AIM –
Reproduce every line of the entries below, requests included, multiplying each point coordinate in the answers by 2.5 and rounding to the nearest whole number, with halves rounded up. Leave the numbers in the requests and in their sample outputs unchanged.

WORKING DATA –
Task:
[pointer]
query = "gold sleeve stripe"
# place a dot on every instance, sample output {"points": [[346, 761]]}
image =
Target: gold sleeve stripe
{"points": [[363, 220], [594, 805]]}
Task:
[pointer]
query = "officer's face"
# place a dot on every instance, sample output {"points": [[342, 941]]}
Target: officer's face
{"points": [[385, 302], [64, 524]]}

EXERCISE OUTPUT –
Task:
[pointer]
query = "gold sleeve stripe"
# place a dot on every instance, sample output {"points": [[346, 761]]}
image =
Target: gold sleeve stripe
{"points": [[908, 550], [1485, 2013]]}
Task:
[pointer]
query = "officer's face"
# place a dot on every instance, sample output {"points": [[342, 941]]}
Target: officer's face
{"points": [[963, 755], [160, 1310]]}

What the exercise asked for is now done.